Bacaan yang Diberikan:
#####

Peran penting pasar bandar buat pada masa itu tidak bisa dielakkan, karena dari sini para pejuang bisa bertukar informasi.

Terlebih pada saat itu Belanda memang ingin kembali merenggut kemerdekaan di Kota Padang, Provinsi Sumatera Barat atau Sumbar.

"Karena sebelumnya kekuasaan mereka sempat terputus ketika menangnya jepang, Satu-satunya cara yang bisa dilakukan Belanda dengan membonceng negara sekutu agar mereka tidak ketahuan," tuturnya.

Padahal sejak kedatangannya para pemuda dan pejuang Kota Padang sudah menyadari bahwa kedatangan mereka murni untuk kembali mengambil kekuasaan.

Bahkan secara terpisah melihat kedatangan Belanda ini para pejuang waktu itu sudah mulai melakukan serangan serta pencegatan pada pasukan sekutu dan Belanda.

Melalui rentetan cerita panjang ini kita bisa melakukan tilas balik terkait keberadaan tugu peristiwa berdarah pasar Banda Buek.

Tugu peristiwa Pasar Bandar Buat, yang kini masuk wilayah Kecamatan Lubuk Kilangan (Luki), Kota Padang, Provinsi Sumatera Barat (Sumbar) masih terlihat berdiri kokoh. 
Tugu peristiwa Pasar Bandar Buat, yang kini masuk wilayah Kecamatan Lubuk Kilangan (Luki), Kota Padang, Provinsi Sumatera Barat (Sumbar) masih terlihat berdiri kokoh.  (TRIBUNPADANG.COM/RAHMAT PANJI)

Baca juga: Pedagang Pasar Bandar Buat Keluhkan Keadaan Pasar yang Sepi Pembeli

Kejadian Bermula 7 Januari 1947

Tembakan itu pada awalnya semata-mata dilakukan Belanda untuk melindungi barisan tentaranya yang hendak bergerak ke Ampang, Lubuk Begalung dan Pisang.

Menurutnya, Tentara Belanda melapaskan tembakan meriamnya ke arah beberapa sasaran di antaranya, ke Kampung Alai, Andalas, Anduring dan sekitarnya.

Keunggulan senjata dan strategi Belanda pada saat itu ternyata harus berhadapan dengan kegigihan dan semangat tinggi dari tentara dan pejuang Kota Padang.

#####

Materi yang Disediakan:
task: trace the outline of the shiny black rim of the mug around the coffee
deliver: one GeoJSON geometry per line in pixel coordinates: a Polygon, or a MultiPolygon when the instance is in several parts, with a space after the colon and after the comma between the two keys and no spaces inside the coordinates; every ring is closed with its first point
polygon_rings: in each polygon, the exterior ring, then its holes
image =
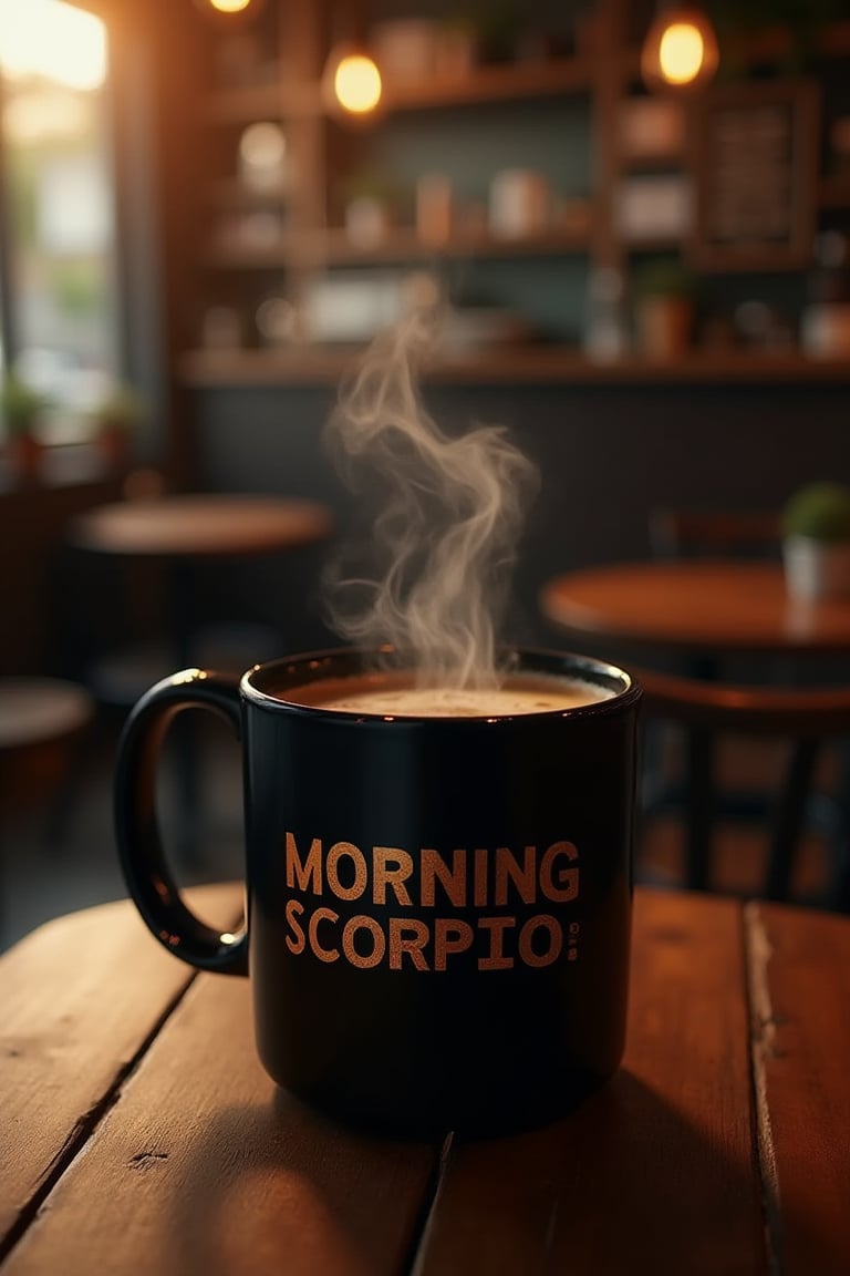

#####

Permintaan Tugas 1: Bisakah paragraf yang diawali "Bahkan secara terpisah" dalam bacaan tentang Pasar Bandar Buat ditulis ulang lebih ringkas tanpa membuang fakta utamanya?
Permintaan Tugas 2: Ketik ulang semua bagian bacaan tentang Pasar Bandar Buat, dari "Peran penting pasar" terus ke bawah sampai "Sumatera Barat atau Sumbar.".
Permintaan Tugas 3: Apakah tiap pernyataan berikut sesuai dengan bacaan tentang Pasar Bandar Buat? (a) Tentara Belanda menembakkan meriam ke arah Kampung Alai. (b) Tugu peristiwa Pasar Bandar Buat kini sudah runtuh. (c) Barisan tentara Belanda yang dilindungi tembakan itu hendak bergerak ke Bukittinggi. Jawab ya atau tidak, lalu kutip persis kata-kata bacaan yang menentukan.

Jawaban yang Diharapkan 1: Melihat kedatangan Belanda, para pejuang saat itu sudah mulai menyerang dan mencegat pasukan sekutu serta Belanda.

Jawaban yang Diharapkan 2:
Peran penting pasar bandar buat pada masa itu tidak bisa dielakkan, karena dari sini para pejuang bisa bertukar informasi.

Terlebih pada saat itu Belanda memang ingin kembali merenggut kemerdekaan di Kota Padang, Provinsi Sumatera Barat atau Sumbar.

Jawaban yang Diharapkan 3:
(a) Ya: "ke Kampung Alai, Andalas, Anduring dan sekitarnya"
(b) Tidak: "masih terlihat berdiri kokoh"
(c) Tidak: "hendak bergerak ke Ampang, Lubuk Begalung dan Pisang"